§ **Given passage**:
::::::::
Feline Friends Make 'Purrfect' Pets
My Animals And Other Family
As a child, I always wanted to have a dog but it was not to be. My family's sole attempt at owning one still summons up vivid memories of a four or five-year-old me, my parents and a black Labrador pup (whose name I'm not allowed to mention nowadays) all in a double bed together on the night my father brought him home. The pup, too young to leave his mother, whimpered continuously and with this sudden addition to our family, I was far too excited to settle in my own bed. Mum and dad didn't know the first thing about dogs, so needless to say none of us got much sleep and the pup was returned to the litter the following day.
My first ever cat was called "Mitzi"; I chose her out of all the other kittens at the cat and dog's home in Plymouth. She was a sort of tabby with a lot of white and was with us for about two and a half years before she was run over. The death of a pet is often the first time a child will experience profound loss and this was the case with me. I had just returned from a school trip abroad and it was a great shock to learn that Mitzi was no longer with us. After this, we had a black and white cat called "Panda" who also met an untimely end on the road. Then there was "Elsa", ‘named after the lioness from '"Born Free". More wary of the traffic than her predecessors, my cat Elsa lived to the ripe old age of thirteen.
Over the years of my childhood I ended up with a catalogue of cats to rival Joy Adamson's lions but dreams of dog ownership still occasionally surfaced in my mind. Frequent attempts at taking my cat for a walk always ended in disaster - or should I say catastrophe? The fact that cats don't like going for walks on leads did not deter me from trying and this often resulted in my arms being covered in scratches and the cat retreating to the top of the nearest telegraph pole whenever she saw me coming. Where my mother was all this time I really don't know but I suspect she may have had her head stuck in the latest historical novel as usual. I was an only child and an incorrigible tomboy too so most of the time I deserted my dolls and ran to the park to create my own wild adventures, left to my own devices. How I actually survived to tell the tale, I'll never know.
I soon learned that owning a cat was quite useful as it meant you could acquire other animals such as slow worms and birds that the cat would catch. Often these hapless creatures would recover from their encounter with the cat only to become my next childhood "pet". Rescued from feline fangs and claws by none other than me they would now be held captive until I tired of them. There was quite a menagerie in our tiny courtyard garden at one point with my state of the art slug and snail sanctuary made from an empty biscuit tin. There was also the occasional jam-jarred butterfly which I had lured into captivity with the aid of a buddleia bush. To my dismay, these mini zoos all miraculously disappeared overnight. I think dad had something to do with it as mum continued to be as oblivious as ever. Thank goodness dinosaurs were extinct or I would have attempted to domesticate a diplodocus too.
::::::::
§ **Written request A**:
According to the essay on childhood pets, to what age did the cat Elsa live?

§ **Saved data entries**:
::::::::
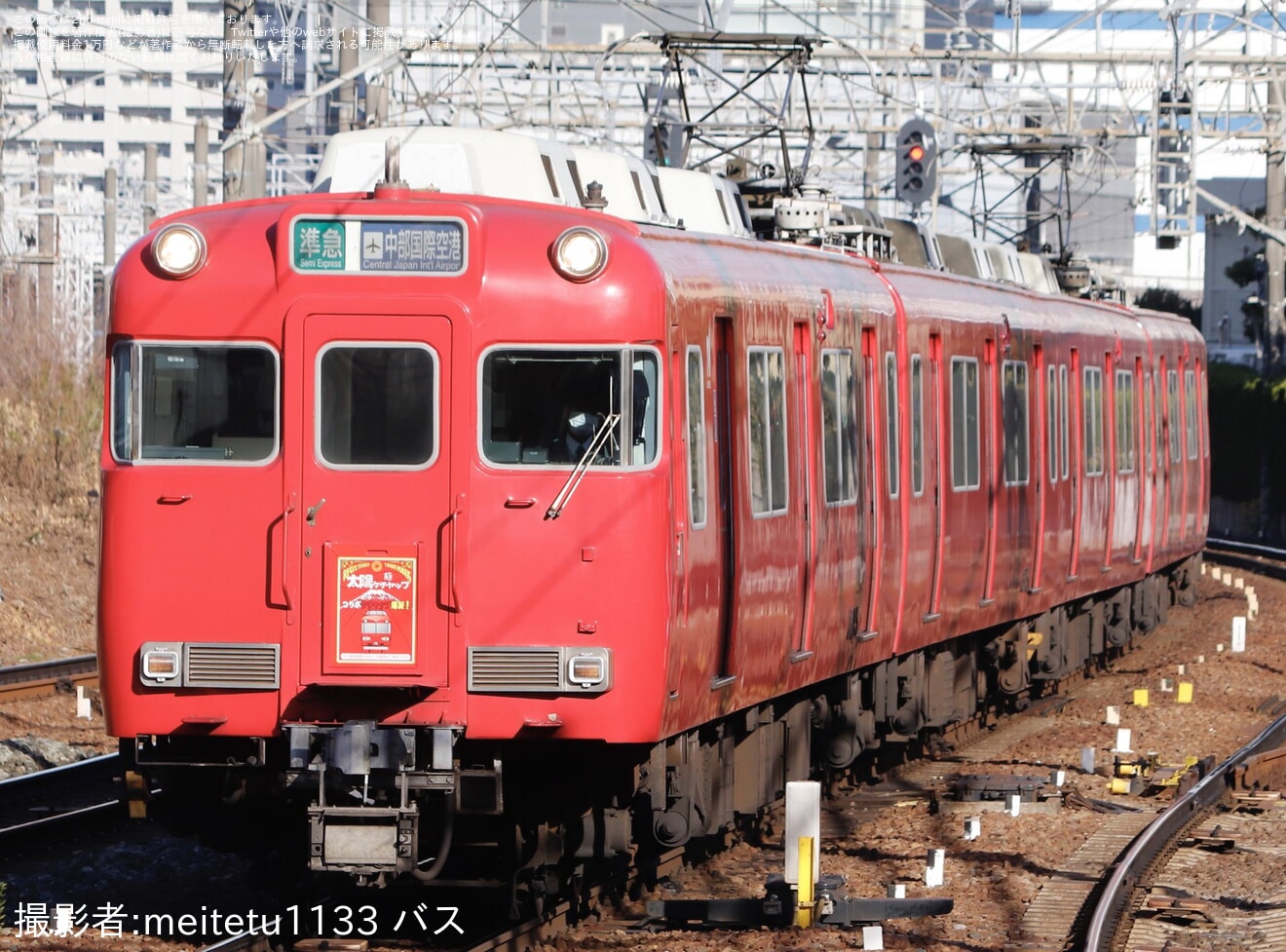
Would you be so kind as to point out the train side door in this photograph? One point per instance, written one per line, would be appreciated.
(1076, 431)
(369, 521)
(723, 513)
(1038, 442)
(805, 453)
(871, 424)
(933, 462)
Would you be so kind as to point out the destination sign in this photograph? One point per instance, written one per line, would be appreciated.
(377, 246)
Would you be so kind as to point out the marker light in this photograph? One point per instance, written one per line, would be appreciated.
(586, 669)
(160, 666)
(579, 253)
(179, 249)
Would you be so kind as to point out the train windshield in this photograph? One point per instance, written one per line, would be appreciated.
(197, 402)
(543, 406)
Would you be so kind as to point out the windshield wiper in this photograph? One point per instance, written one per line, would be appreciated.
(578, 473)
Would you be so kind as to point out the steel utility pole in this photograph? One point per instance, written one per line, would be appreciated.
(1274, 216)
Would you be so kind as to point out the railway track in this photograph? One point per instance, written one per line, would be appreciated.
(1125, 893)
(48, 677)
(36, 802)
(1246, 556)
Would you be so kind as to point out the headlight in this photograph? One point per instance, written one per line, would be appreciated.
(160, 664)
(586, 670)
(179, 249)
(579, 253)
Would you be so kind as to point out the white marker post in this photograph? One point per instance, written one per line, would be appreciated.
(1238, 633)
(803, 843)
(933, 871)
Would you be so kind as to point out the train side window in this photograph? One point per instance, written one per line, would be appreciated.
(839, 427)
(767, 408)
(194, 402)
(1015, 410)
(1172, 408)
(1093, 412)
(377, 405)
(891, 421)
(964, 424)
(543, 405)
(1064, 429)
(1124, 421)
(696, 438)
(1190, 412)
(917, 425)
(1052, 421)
::::::::
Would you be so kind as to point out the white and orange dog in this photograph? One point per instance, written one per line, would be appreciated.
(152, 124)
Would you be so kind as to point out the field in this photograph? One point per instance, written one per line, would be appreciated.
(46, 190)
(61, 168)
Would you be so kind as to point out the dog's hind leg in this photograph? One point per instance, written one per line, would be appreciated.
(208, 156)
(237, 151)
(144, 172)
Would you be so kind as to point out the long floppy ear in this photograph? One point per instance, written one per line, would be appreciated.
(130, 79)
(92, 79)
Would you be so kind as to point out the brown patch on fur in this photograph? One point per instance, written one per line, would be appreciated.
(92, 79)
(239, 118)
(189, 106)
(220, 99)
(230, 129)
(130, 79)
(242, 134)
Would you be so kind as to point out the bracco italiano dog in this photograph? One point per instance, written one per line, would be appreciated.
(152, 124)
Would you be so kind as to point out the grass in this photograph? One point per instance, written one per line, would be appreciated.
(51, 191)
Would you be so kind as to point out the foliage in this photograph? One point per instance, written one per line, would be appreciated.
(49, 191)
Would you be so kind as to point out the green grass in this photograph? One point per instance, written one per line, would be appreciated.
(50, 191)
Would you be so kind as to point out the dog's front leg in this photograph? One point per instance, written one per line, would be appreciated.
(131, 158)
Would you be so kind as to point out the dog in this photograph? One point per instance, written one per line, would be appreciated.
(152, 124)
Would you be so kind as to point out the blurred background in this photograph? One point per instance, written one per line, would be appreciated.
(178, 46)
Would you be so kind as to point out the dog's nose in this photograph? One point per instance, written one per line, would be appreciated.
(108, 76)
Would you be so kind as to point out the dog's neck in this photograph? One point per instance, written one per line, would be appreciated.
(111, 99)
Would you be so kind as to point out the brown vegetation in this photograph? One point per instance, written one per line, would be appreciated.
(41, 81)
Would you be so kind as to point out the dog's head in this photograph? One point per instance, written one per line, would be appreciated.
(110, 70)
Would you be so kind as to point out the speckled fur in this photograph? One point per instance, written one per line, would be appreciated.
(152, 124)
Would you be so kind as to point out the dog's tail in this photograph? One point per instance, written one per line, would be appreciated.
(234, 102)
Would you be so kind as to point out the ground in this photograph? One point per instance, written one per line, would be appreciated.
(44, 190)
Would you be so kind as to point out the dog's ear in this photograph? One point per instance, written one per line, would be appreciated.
::::::::
§ **Written request B**:
From the records, print the lines starting with the line that contains "Would you be so kind as to point out the steel" and stopping after the line that contains "(1246, 556)".

§ **Output A**:
Elsa lived to the age of thirteen.

§ **Output B**:
Would you be so kind as to point out the steel utility pole in this photograph? One point per instance, written one per line, would be appreciated.
(1274, 216)
Would you be so kind as to point out the railway track in this photograph? One point per instance, written one per line, would be appreciated.
(1125, 893)
(48, 677)
(36, 802)
(1246, 556)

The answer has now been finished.